TO DO = Go through the listing and return every line with "below" in it.

RECORDS FOR THE EXERCISE =
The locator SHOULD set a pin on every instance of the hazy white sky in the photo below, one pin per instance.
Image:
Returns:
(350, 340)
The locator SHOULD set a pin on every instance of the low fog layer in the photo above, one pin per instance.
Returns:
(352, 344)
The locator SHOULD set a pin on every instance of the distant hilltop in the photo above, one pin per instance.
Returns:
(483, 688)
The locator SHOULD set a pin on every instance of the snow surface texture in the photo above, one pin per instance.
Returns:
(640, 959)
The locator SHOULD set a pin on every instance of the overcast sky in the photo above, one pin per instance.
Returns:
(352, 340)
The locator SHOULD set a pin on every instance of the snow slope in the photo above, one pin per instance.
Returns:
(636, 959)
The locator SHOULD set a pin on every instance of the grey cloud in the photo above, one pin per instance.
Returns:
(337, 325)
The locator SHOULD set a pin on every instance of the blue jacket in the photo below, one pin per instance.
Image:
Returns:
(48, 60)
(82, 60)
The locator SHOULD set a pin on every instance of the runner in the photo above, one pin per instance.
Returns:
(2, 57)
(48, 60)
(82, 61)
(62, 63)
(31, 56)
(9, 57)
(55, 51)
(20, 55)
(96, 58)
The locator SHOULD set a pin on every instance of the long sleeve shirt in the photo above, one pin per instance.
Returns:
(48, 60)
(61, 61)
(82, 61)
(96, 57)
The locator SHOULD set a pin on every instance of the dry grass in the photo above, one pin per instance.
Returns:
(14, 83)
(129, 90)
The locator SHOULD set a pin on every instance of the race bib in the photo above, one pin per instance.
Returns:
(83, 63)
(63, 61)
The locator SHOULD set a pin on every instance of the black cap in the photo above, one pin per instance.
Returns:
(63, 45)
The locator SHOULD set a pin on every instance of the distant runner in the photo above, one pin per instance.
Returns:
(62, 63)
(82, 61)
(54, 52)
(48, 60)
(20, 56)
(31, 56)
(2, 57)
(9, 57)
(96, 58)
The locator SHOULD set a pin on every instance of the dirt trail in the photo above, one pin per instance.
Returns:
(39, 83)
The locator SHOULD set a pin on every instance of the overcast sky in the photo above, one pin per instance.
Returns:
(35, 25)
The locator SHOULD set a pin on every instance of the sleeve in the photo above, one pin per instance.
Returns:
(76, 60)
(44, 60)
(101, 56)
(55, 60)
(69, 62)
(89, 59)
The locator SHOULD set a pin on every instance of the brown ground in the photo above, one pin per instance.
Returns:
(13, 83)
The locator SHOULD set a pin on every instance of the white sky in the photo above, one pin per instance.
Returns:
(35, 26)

YOUR RESPONSE =
The locator SHOULD set a pin on every instance of the hazy white sky in the photo below, one pin per instance.
The locator SHOULD set a pin on every instance of the blue jacket in the photo below, one pin per instance.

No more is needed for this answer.